● Source passage
Gareth Evans: The global 'crockery-breaking' spree is challenging all policymakers, including ours

By The Mandarin

June 28, 2019

Picture: Getty Images

Below is an extract (picked up post-introductions, acknowledgements and welcomes) of Gareth Evans’ opening remarks to the ANU Crawford Leadership Forum during the Opening Gala Dinner held at the National Gallery of Australia, Canberra, on 23 June 2019.

The premise on which we continue to operate, as we have from the beginning, is that there are very big policy issues out there – global realities demanding domestic policy choices – which deserve better quality attention than they have been getting from our leading policymakers, here in Australia as elsewhere.

The rapidity of change in the global geopolitical environment continues to be extraordinary, and many of those changes (some of which I will be exploring in the opening conversation this evening with Kelly Magsamen, Zhu Feng and Gideon Rachman) have been disconcerting on multiple fronts.

The biggest change of all has been the visible unravelling, that has been occurring with remarkable speed under the Trump administration (though not without help from some others), of the whole post-Second World War global economic and security order – that open, rule-based system, supported by effective multilateral institutions, and arguably also a robust network of balancing security alliances, under which we and a great many other countries (including, I think Beijing would be prepared to acknowledge, China itself) have long survived and prospered.

It remains to be seen whether the crockery-breaking going on – in trade policy, in alliance relationships, in respect for international agreements and institutions – is a necessary prelude to a new era of global cooperation, with new economic and security arrangements ultimately better reflecting and balancing new global power realities, or whether rather we are in for a new age of not just competition but confrontation, with a real risk of deadly conflict along the way.

These uncertainties are creating huge challenges for policymakers here in Australia as elsewhere, as we wrestle with their implications not just for international but domestic policy — the domestic choices Australia faces in areas like growth, jobs, wages and energy, will be directly affected by these big global shifts.

Gareth Evans.

The underlying theme on which we have chosen to focus in this year’s forum is rebuilding trust in the institutions that govern our lives, both domestically and internationally – trust in politics, in the public sector, in business, in the media and in global institutions and norms. We all know instinctively that there is a huge repair job to be done on all these fronts, but there’s plenty of hard supporting evidence now available – in the most recent iteration, in 2018, of the World Values Survey – to which the Australian National University’s School of Politics and International Relations, and in particular Dr Jill Sheppard, is a major research contributor.

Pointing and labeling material

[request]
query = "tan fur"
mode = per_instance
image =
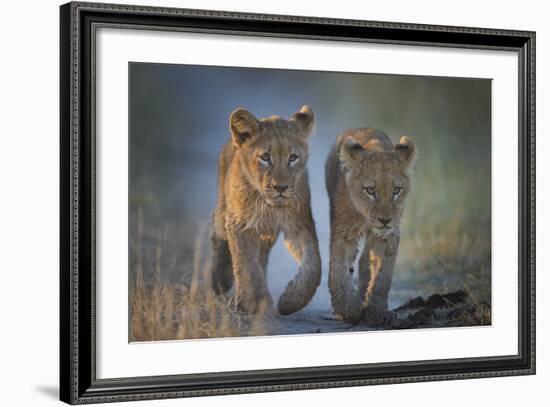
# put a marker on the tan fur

● Set tasks
- 1) Render into French this sentence from the forum speech: "The underlying theme on which we have chosen to focus in this year’s forum is rebuilding trust in the institutions that govern our lives, both domestically and internationally – trust in politics, in the public sector, in business, in the media and in global institutions and norms."
- 2) According to the forum speech, at which venue was the Opening Gala Dinner held?
- 3) Reproduce verbatim the stretch of the forum speech from "The underlying theme" through "major research contributor.".

● Written responses
- 1) Le thème sous-jacent sur lequel nous avons choisi de nous concentrer lors du forum de cette année est le rétablissement de la confiance dans les institutions qui régissent nos vies, tant sur le plan national qu'international – la confiance dans la politique, dans le secteur public, dans les entreprises, dans les médias ainsi que dans les institutions et les normes mondiales.

- 2) The National Gallery of Australia, Canberra.

- 3)
The underlying theme on which we have chosen to focus in this year’s forum is rebuilding trust in the institutions that govern our lives, both domestically and internationally – trust in politics, in the public sector, in business, in the media and in global institutions and norms. We all know instinctively that there is a huge repair job to be done on all these fronts, but there’s plenty of hard supporting evidence now available – in the most recent iteration, in 2018, of the World Values Survey – to which the Australian National University’s School of Politics and International Relations, and in particular Dr Jill Sheppard, is a major research contributor.